§ JOB
Reproduce each of the following entries word for word, keeping every line as it appears.

§ MATERIAL SUPPLIED
● ● ●

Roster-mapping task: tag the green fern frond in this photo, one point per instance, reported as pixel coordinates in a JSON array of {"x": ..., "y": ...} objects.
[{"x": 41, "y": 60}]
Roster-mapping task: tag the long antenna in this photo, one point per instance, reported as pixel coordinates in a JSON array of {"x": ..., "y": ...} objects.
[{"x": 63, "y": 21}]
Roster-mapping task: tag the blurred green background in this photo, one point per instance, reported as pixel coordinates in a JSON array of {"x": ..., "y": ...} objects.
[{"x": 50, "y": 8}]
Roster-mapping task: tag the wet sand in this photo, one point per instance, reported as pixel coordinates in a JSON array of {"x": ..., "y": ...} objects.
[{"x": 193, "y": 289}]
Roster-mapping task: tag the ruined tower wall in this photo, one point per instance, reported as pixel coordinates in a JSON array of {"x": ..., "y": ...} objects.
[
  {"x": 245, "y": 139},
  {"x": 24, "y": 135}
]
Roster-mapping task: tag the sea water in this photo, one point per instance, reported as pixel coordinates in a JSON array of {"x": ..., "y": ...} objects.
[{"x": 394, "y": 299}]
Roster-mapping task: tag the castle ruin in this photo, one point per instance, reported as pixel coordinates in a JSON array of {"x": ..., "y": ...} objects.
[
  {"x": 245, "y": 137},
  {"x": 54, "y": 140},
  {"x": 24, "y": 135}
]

● ● ●

§ THE RESULT
Roster-mapping task: tag the green fern frond in this photo, one point per instance, reported as pixel coordinates in a JSON array of {"x": ..., "y": ...} objects.
[{"x": 41, "y": 60}]
Roster-mapping task: tag the long antenna in this photo, one point per instance, reported as pixel coordinates in a JSON array of {"x": ..., "y": ...} objects.
[{"x": 63, "y": 21}]
Roster-mapping task: tag the blurred green background in this photo, one point per instance, reported as pixel coordinates in a JSON array of {"x": ..., "y": ...} objects.
[{"x": 50, "y": 8}]
Roster-mapping task: tag the wet sand in this photo, one point per instance, reported as pixel coordinates in a JSON array of {"x": ..., "y": ...} objects.
[{"x": 193, "y": 289}]
Roster-mapping task: tag the ruined tower wall in this photo, one point per instance, reported as pixel coordinates in a JSON array of {"x": ..., "y": ...} objects.
[
  {"x": 245, "y": 139},
  {"x": 24, "y": 135}
]
Roster-mapping task: tag the sea water in this photo, one point per instance, reported as pixel coordinates in a JSON array of {"x": ..., "y": ...} objects.
[{"x": 394, "y": 299}]
Roster-mapping task: tag the castle ruin in this photo, one point per instance, reported as pixel coordinates in a JSON array of {"x": ..., "y": ...} objects.
[
  {"x": 245, "y": 137},
  {"x": 54, "y": 140},
  {"x": 24, "y": 135}
]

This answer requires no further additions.